## Objectives
**a)** In the text on mutual fund capital gains tax, what must be paid for long-term gains on equity-oriented funds to be taxed at 10%?
**b)** Please extend the text on mutual fund capital gains tax, starting after its final heading.

** begin Document extract **

Type of Mutual Fund | Period of Holding | Tax Rate on LTCG |
Units of an equity-oriented fund | More than 12 months | 10% over and above Rs. 1,00,000 without indexation |
Units of a debt fund* | More than 36 months | 20% with indexation |
Balanced Funds (equity-oriented) | More than 12 months | 10% over and above Rs. 1,00,000 without indexation |
Balanced Funds (debt-oriented)* | More than 36 months | 20% with indexation |
Hybrid Mutual (equity exposure of more than 65% of total investment) | More than 12 months | 10% over and above Rs. 1,00,000 without indexation |
Hybrid Mutual (equity exposure less than 65% of total investment)* | More than 36 months | 20% with indexation |
*Note: The LTCG rates are applicable only for investments made before 31st March 2023. From April 1st 2023, capital gains from debt mutual funds will be taxed as per the investor’s income tax slab rate. This is irrespective of the holding period.
How to Calculate Long Term Capital Gain on Mutual Funds?
To calculate the long term capital gain tax on mutual funds you need to use the method shown in the following table:
Particulars | Amount |
Full value of sale | xx |
Less: Expenditure incurred in connection with a transfer | xx |
Less: Indexed cost of acquisition; cost of acquisition * (CII of the year of transfer / CII of the year of acquisition) | xx |
Less: Indexed cost of improvement; Capital expenditure on improvements after 01-04-2001 * (CII of the year of transfer / CII of the year in which improvement was made) | xx |
Long-term capital gain on mutual fund | xx |
Less: Exemptions | xx |
LTCG tax payable | xx |
How to Calculate LTCG on Equity Oriented Mutual Funds?
Any LTCG, exceeding Rs 1,00,000, arising on the sale of equity-oriented mutual funds, will be liable to a tax of 10% provided securities transaction tax (STT) has been paid on the purchase and sale of the equity-oriented mutual fund.
Any LTCG, below Rs 1,00,000 arising on sale is tax-free.
Securities transaction tax applies to the purchase or sale of securities, including units of an equity-oriented mutual fund.
Computation of long term capital gains in case of equity-oriented mutual funds
Suppose Aditi had invested in an equity-oriented mutual fund in April 2016 and the investment amount was Rs. 1,00,000 at a NAV of Rs. 10 and decided to redeem the same in November 2024say at a NAV of Rs. 30
In the above case, the gains arising from the sale will be considered long term capital gain and the benefit of indexation will not be allowed while computing the capital gain.
Here’s how the calculation would be made in such a case:
Particulars | Amount(INR) |
The full value of the consideration received (10,000 units @ Rs 30) | 3,00,000 |
Sale consideration(A) | 3,00,000 |
Less: Cost of acquisition (B) | 1,00,000 |
Long Term Capital Gain on Mutual Funds (C=A-B) | 2,00,000 |
Period of holding | More than 36 months |
Rate of tax | 10% |
Tax payable | 2,00,000*10% = 20,000 |
How to Calculate LTCG on Debt Oriented Mutual Funds?

** end Document extract **
** begin Stored data **

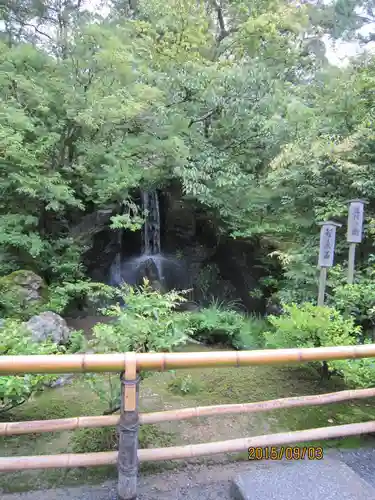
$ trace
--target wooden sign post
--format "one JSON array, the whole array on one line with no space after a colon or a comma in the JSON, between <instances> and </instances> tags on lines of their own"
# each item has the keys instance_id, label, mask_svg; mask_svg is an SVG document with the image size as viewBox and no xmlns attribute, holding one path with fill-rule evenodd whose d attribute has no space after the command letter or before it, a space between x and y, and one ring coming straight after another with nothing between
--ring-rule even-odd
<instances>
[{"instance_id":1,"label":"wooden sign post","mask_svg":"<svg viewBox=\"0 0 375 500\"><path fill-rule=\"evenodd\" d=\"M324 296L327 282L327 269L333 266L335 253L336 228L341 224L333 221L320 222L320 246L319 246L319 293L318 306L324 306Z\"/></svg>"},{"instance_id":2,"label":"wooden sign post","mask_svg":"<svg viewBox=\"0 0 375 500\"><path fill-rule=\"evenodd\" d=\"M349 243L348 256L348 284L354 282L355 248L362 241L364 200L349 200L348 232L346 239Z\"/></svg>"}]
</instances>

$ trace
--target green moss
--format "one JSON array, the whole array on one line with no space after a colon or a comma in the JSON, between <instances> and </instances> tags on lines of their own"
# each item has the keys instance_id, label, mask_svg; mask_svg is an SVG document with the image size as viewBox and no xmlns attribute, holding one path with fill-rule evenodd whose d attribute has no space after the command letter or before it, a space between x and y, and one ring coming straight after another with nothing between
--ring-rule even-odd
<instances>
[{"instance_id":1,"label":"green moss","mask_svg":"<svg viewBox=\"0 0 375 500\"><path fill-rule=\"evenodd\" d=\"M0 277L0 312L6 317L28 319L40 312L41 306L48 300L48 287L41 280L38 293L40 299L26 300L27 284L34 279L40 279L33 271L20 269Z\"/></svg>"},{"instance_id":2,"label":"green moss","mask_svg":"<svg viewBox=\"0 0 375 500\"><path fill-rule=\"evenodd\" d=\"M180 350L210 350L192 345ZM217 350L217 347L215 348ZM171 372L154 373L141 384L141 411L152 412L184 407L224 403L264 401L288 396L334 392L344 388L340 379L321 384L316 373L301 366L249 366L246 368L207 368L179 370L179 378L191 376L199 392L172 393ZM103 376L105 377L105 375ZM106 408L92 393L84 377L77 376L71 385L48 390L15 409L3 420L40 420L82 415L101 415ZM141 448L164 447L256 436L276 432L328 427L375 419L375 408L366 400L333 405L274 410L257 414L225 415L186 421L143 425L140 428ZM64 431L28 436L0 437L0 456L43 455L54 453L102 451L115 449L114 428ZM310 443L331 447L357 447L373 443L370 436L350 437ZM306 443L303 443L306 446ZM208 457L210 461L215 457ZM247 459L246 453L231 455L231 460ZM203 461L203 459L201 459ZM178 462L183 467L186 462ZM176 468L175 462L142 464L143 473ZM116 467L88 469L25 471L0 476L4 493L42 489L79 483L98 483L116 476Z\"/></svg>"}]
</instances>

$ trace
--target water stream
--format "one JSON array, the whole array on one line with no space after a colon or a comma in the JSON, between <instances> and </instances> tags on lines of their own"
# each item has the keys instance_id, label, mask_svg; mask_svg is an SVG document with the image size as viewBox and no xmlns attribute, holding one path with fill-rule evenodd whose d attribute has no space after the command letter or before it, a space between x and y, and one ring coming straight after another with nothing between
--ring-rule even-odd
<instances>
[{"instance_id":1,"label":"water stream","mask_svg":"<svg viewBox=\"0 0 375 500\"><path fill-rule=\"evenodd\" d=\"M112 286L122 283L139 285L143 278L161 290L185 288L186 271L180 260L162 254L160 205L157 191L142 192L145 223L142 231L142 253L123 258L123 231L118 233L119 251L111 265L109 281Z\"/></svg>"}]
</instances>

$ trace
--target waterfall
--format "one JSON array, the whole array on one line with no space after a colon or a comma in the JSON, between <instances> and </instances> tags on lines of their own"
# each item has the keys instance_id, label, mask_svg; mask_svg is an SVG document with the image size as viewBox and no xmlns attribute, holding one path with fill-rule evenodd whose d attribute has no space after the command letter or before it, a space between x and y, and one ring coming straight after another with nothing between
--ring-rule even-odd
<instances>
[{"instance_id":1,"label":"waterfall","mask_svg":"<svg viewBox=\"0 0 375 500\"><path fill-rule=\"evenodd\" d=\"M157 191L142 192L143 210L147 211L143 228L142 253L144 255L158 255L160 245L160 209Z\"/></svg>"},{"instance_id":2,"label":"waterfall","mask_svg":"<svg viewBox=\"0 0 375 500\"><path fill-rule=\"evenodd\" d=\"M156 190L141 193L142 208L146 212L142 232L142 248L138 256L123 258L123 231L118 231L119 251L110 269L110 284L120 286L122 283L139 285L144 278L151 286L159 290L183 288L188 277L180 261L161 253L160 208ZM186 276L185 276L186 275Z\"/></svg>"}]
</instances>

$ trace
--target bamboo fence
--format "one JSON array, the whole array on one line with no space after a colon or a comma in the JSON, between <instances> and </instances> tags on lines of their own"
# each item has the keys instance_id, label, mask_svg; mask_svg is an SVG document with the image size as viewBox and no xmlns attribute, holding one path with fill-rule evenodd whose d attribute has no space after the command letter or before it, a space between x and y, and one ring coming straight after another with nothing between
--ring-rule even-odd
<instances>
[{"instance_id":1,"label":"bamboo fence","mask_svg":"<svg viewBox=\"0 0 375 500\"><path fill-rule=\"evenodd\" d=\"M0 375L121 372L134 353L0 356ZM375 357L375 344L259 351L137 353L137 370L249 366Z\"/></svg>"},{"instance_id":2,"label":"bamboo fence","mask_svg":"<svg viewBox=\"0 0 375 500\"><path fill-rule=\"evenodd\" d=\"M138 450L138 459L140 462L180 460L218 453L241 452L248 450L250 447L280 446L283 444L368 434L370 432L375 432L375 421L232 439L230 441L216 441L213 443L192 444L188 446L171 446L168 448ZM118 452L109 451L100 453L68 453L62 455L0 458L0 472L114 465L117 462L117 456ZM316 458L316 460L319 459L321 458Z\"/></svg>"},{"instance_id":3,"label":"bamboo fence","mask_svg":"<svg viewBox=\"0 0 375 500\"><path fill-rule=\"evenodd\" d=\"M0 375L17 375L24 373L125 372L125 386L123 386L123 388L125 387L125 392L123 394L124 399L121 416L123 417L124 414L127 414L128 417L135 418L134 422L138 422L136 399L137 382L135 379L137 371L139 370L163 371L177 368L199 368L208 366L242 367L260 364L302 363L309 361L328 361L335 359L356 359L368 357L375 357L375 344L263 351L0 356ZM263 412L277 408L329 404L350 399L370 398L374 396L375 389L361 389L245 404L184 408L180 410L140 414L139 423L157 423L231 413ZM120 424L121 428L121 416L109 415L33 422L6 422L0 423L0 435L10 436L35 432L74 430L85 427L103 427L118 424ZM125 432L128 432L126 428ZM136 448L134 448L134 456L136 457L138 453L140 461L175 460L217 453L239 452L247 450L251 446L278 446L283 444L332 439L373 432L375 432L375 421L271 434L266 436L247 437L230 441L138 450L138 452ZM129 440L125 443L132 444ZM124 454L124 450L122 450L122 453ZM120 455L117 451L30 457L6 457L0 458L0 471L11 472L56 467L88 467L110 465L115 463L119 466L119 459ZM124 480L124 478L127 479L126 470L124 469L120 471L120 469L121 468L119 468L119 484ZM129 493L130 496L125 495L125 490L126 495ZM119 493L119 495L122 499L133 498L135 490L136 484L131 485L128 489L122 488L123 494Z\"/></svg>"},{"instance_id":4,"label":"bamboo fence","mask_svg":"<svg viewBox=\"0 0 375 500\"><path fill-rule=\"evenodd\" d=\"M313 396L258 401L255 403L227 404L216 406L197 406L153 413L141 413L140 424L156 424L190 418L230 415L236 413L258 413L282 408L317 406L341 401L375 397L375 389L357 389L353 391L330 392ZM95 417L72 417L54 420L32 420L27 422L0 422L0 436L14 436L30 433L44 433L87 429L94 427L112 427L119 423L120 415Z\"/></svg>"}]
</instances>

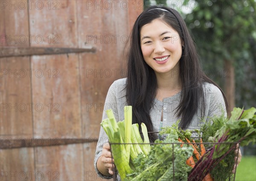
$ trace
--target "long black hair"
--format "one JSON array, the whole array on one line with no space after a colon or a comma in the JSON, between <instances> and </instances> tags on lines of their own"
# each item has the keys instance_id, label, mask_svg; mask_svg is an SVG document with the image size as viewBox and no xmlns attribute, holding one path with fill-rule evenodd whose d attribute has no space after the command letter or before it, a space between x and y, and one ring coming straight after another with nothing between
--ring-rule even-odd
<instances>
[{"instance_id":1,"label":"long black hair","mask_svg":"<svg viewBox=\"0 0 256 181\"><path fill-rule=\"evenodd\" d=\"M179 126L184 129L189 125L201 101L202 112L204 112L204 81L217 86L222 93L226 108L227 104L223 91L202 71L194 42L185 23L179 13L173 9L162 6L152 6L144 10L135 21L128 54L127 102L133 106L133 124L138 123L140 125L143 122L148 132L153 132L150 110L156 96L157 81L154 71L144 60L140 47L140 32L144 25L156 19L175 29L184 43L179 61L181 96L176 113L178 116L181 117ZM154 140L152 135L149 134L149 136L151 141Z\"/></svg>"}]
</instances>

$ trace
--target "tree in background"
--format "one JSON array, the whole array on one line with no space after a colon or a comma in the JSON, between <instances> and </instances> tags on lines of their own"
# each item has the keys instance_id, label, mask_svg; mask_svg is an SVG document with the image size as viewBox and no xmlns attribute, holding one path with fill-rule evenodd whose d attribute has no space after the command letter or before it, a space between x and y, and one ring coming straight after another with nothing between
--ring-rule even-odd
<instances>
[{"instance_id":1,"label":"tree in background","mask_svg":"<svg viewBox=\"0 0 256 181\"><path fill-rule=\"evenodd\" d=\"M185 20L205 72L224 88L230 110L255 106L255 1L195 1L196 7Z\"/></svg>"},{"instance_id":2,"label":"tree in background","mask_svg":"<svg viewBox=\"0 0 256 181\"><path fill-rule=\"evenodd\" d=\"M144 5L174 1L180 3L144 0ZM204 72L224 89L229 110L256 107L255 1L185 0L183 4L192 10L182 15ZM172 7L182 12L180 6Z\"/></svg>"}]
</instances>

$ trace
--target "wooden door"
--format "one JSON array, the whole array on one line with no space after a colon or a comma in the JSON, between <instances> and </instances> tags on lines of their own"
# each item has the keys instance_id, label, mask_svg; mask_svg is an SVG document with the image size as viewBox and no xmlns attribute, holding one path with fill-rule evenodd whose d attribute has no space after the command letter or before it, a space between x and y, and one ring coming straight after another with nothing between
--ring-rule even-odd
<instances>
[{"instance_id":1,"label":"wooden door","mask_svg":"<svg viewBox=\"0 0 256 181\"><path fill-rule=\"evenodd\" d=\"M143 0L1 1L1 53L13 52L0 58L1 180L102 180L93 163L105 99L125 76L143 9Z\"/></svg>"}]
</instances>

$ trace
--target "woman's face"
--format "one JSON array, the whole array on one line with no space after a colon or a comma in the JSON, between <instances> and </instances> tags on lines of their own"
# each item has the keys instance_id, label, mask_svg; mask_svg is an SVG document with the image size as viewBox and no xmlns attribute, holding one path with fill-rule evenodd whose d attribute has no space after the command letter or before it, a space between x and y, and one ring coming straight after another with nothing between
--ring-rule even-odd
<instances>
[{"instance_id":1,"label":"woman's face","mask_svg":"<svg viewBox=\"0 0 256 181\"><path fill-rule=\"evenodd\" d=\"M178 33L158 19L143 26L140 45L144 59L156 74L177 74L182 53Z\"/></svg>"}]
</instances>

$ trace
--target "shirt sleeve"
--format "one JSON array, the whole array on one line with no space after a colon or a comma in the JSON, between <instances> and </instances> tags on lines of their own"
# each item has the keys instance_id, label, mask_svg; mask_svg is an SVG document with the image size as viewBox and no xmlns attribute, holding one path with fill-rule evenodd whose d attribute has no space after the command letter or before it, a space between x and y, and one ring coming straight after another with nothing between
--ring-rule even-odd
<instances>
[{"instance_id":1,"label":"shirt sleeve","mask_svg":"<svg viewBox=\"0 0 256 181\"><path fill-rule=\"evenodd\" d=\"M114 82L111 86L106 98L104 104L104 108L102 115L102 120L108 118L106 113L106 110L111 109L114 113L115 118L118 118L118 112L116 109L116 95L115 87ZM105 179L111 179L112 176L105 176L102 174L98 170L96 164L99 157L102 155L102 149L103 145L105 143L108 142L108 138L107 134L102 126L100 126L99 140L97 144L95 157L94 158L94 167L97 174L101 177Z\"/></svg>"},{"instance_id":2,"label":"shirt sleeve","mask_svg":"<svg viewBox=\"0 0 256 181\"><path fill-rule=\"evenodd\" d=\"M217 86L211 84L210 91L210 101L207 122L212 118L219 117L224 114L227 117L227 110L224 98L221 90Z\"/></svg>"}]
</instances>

** end Stored data **

## Expected results
**a)** Securities transaction tax (STT), on both the purchase and the sale of the equity-oriented mutual fund.

**b)**
Till March 31st 2023, long-term capital gain, arising from the transfer of a debt fund, will be liable to tax of 20% with indexation benefit. From April 1st 2023, capital gains will be taxed as per investor’s income tax slab rates.
Indexation is used to adjust the purchase price of an investment to reflect the effect of inflation on it. It increases the purchase price of the asset which will eventually lead to lower profits hence bringing down your taxable income.
Suppose Amit had invested in a debt fund in April 2016 and the investment amount was Rs. 1,00,000 at a NAV of Rs. 10 and decided to redeem the same in November2024 say at a NAV of Rs. 20
In the above case, the gains arising from the sale will be considered long term capital gain and the benefit of indexation will be allowed while computing the capital gain.
Here’s how the calculation would be made in such a case:
Particulars | Amount |
The full value of the consideration received (10,000 units @ Rs 20) | 2,00,000 |
Sale consideration(A) | 2,00,000 |
Less: Indexed cost of acquisition (B) | 1,09,470 |
Long Term Capital Gain on Mutual Funds (C=A-B) | Rs 90,530 |
Period of holding | More than 36 months |
Rate of tax | 20% |
Tax payable | Rs 90,530 * 20% = Rs 18,107 |
LTCG on Systematic Investment Plans (SIP)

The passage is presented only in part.